*** DATA LISTING ***
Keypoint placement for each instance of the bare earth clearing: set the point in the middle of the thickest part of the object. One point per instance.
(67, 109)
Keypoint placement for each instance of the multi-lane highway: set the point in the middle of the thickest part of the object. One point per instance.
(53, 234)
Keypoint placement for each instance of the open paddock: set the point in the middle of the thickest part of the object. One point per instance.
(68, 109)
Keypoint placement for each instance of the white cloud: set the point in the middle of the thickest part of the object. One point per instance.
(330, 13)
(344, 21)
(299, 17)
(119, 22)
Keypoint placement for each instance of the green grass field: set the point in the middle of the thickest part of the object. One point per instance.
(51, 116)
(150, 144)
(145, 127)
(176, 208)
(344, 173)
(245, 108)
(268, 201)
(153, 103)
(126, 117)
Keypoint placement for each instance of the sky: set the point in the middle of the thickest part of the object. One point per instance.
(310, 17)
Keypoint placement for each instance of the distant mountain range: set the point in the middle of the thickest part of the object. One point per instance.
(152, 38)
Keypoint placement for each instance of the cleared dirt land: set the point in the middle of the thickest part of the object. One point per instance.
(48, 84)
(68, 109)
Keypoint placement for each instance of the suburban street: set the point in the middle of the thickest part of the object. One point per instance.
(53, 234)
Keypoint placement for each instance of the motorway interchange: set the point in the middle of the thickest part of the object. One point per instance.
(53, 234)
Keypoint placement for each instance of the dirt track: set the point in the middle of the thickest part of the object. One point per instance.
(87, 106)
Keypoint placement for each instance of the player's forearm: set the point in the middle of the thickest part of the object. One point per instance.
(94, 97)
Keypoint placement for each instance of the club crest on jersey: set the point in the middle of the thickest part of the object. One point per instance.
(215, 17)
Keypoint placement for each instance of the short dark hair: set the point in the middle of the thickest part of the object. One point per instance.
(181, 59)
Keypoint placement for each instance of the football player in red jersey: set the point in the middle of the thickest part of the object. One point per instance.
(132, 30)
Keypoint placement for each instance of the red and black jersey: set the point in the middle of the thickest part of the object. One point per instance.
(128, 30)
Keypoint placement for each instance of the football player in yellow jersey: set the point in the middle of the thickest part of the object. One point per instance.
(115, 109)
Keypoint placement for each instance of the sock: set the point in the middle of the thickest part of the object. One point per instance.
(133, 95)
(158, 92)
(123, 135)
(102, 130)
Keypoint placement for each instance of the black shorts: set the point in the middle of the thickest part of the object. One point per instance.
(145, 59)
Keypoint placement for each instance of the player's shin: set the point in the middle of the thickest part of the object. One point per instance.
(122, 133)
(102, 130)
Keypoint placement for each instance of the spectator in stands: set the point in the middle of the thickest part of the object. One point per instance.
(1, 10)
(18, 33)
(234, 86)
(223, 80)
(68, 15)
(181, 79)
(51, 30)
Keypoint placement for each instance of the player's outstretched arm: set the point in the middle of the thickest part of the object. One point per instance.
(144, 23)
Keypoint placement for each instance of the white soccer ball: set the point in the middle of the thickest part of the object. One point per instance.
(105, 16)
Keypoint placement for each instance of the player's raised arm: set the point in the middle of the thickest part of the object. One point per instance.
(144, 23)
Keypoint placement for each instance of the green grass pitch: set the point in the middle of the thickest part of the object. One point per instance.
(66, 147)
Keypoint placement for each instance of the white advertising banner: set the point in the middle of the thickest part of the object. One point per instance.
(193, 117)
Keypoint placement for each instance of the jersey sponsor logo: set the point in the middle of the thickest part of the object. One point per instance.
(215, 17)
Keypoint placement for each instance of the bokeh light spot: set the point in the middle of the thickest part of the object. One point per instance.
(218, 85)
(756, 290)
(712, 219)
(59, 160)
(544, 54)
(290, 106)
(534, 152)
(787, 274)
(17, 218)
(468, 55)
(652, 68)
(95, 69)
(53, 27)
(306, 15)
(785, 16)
*** End of DATA LISTING ***
● TASK
Reprint the complete listing exactly.

● FINISHED TASK
Keypoint placement for each instance of the bare earth clearing: set the point in the middle of the thickest part of the object. One point per instance.
(67, 109)
Keypoint placement for each instance of the multi-lane highway: set the point in the middle of the thickest part of the object. One point per instance.
(53, 234)
Keypoint placement for each instance of the open paddock: set the point in the middle of the thickest part of the object. One point per instance.
(68, 109)
Keypoint placement for each instance of the white cloud: set the point in the middle of the thickest part of the object. One point per instance.
(330, 13)
(344, 21)
(299, 17)
(119, 22)
Keypoint placement for each instance of the green grass field: set the point in the middle of the thickest part of the object. One point per instance.
(51, 116)
(150, 144)
(145, 127)
(176, 208)
(344, 173)
(245, 108)
(268, 201)
(153, 103)
(126, 117)
Keypoint placement for each instance of the sky: set the point in the middle of the thickest part of the object. One point per instance.
(310, 17)
Keypoint placement for each instance of the distant mountain range: set the point in the middle of the thickest part of the object. One point per instance.
(152, 38)
Keypoint placement for each instance of the cleared dirt land: set the point in the middle of the thickest part of the object. One point per instance.
(48, 84)
(68, 109)
Keypoint placement for each instance of the suburban street: set the point in the middle of the thickest part of the object. One point per instance.
(53, 234)
Keypoint placement for each instance of the motorway interchange: set the point in the middle of the thickest part of the object. One point per instance.
(53, 234)
Keypoint placement for each instance of the dirt track: set the point in the middle of the thickest part of the object. One point per instance.
(87, 106)
Keypoint placement for each instance of the player's forearm: set the point in the middle of the thickest part of the object. One point per instance.
(94, 97)
Keypoint placement for each instance of the club crest on jersey: set the point in the middle of the thickest part of the object. One point per instance.
(215, 17)
Keypoint placement for each instance of the short dark hair: set the point in the middle of the thickest part of the object. One point per instance.
(181, 59)
Keypoint placement for each instance of the football player in red jersey: set the point in the middle of the thickest part of the object. One point per instance.
(132, 30)
Keypoint placement for each instance of the red and black jersey: set the point in the middle of the thickest part of the object. One point per instance.
(128, 30)
Keypoint placement for each instance of the football player in yellow jersey: set the point in the middle of the thickest part of the object. One point per instance.
(115, 109)
Keypoint placement for each instance of the sock: set the point in the middle of the thickest part of the object. One point per instance.
(133, 95)
(158, 92)
(123, 135)
(102, 130)
Keypoint placement for each instance of the black shorts: set the point in the middle of the thickest part of the object. One point per instance.
(145, 59)
Keypoint placement for each instance of the player's shin: set the point in the middle of the thickest part of the object. One point per instance.
(122, 133)
(102, 130)
Keypoint placement for each instance of the spectator in stands: set the point in the middle of the thickest part of the object. One point per instance.
(1, 10)
(18, 33)
(234, 86)
(223, 80)
(68, 15)
(181, 79)
(51, 30)
Keypoint placement for each instance of the player's outstretched arm: set the point in the middle of the thickest part of the object. One point per instance.
(144, 23)
Keypoint placement for each instance of the white soccer ball: set the point in the middle of the thickest part of the object. One point per instance.
(105, 16)
Keypoint placement for each instance of the player's raised arm: set the point in the middle of the thickest part of the object. One point per instance.
(144, 23)
Keypoint placement for each instance of the green grass pitch: set the point in the middle of the thickest part of the object. One point per instance.
(66, 147)
Keypoint placement for each instance of the white advertising banner: set the point in the middle of the thickest part of the object. One point per instance.
(193, 117)
Keypoint placement for each instance of the jersey sponsor logo: set the point in the middle of the thickest part of the object. One point per instance.
(215, 17)
Keypoint placement for each instance of the bokeh light spot: set the point in the middle of the thickest part of the object. One point per instance.
(218, 85)
(756, 290)
(712, 219)
(59, 160)
(544, 54)
(290, 106)
(534, 152)
(787, 274)
(17, 218)
(468, 55)
(652, 68)
(95, 69)
(53, 27)
(306, 15)
(785, 16)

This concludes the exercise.